- _INSTRUCTIONS_
- 1) In the passage on orthotics for patellar pain, what is changing the tilt of the insert called?
- 2) Pick up the passage on orthotics for patellar pain after its final sentence and continue it.

In Step With Patellar PainPatellofemoral pain syndrome (PFPS) of the knee has been treated successfully with foot orthotics. These shoe inserts correct the foot position. They help the quadriceps (thigh) muscle work better. In this study three groups of adults were studied. Muscle activity was measured while using orthotics.
Each group had a different natural foot position. Some of the subjects had a flat foot. Others had a high arch. The effects of four orthotic postings were measured on three upper leg muscles. Changing the tilt of the insert is called posting.
Electrical activity of each muscle was measured. Activities included a single-leg squat, lateral step-down, and vertical jump. In one set of exercises, no orthotic was used. Three other trials were done using different orthotic postings. There are very few studies on the effects of orthotic postings on leg muscle activity.

- _RECORD EXTRACTS_
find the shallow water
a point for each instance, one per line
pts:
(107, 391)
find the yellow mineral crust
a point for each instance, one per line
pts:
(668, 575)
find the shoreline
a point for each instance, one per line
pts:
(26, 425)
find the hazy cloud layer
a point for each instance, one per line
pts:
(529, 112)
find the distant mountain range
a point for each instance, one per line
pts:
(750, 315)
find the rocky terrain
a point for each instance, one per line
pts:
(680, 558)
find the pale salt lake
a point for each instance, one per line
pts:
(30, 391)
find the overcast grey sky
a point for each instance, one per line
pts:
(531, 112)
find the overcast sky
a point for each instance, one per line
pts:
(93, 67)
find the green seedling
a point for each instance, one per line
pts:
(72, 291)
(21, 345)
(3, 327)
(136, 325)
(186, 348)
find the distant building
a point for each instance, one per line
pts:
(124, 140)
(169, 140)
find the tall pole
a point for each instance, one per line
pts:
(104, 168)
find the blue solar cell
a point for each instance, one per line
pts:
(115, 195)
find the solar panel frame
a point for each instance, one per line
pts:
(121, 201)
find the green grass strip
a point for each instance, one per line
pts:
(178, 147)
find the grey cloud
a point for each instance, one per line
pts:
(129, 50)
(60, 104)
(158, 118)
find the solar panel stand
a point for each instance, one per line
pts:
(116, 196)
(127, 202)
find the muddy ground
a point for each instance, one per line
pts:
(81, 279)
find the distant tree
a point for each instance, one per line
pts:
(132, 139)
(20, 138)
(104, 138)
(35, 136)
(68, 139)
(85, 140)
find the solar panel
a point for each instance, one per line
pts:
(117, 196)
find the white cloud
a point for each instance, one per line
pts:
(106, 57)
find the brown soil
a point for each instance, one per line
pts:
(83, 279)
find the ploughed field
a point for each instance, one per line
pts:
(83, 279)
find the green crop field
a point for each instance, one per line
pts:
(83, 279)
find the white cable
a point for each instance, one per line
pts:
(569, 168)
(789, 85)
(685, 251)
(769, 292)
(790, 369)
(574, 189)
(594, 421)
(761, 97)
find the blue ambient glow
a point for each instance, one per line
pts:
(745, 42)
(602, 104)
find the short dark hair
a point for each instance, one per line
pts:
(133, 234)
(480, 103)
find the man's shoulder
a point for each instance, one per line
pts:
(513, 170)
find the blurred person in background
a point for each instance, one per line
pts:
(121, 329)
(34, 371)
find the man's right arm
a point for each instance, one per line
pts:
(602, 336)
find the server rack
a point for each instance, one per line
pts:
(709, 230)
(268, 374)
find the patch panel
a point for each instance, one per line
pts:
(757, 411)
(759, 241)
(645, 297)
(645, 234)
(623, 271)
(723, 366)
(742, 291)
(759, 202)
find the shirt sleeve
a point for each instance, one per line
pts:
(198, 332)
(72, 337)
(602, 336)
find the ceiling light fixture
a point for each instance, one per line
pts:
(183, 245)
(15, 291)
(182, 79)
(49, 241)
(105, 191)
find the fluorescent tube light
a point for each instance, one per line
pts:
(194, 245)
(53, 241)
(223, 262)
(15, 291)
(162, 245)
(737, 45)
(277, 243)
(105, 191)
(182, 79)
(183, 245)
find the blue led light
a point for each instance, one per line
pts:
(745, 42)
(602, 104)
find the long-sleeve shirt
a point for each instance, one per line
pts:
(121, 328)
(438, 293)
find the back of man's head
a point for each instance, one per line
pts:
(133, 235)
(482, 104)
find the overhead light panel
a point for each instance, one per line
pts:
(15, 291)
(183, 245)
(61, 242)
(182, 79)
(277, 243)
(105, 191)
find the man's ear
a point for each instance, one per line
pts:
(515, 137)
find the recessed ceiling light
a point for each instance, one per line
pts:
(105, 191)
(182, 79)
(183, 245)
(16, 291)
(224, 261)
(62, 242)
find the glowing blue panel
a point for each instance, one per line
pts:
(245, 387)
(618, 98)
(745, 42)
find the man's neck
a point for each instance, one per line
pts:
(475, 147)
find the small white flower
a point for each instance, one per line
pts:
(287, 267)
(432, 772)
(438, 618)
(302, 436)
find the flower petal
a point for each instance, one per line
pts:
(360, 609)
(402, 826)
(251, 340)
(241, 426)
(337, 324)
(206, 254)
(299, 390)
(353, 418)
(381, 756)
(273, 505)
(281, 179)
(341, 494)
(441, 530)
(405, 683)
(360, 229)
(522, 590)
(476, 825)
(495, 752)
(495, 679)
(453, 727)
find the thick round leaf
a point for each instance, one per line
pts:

- _OUTPUTS FOR THE TASKS_
- 1) Posting.

- 2)
The authors report natural foot position doesn't seem to have any effect on muscle activity during the exercises described. Muscle activity increased with any orthotic used. The results were the same for all postings. Changes in muscle activity were seen in the squat and step down activities, but not during the vertical jump.
Increasing the right muscle activity helps patients with PFPS. The muscles keep the kneecap tracking normally. More research is needed on the effects of orthotics on muscle activity. This information may be helpful in treating PFPS.
Jay Hertel, PhD, ATC, et al. Effect of Foot Orthotics on Quadriceps and Gluteus Medius Electromyographic Activity During Selected Exercises. In Archives of Physical Medicine and Rehabilitation. January 2005. Vol. 86. No. 1. Pp. 26-30.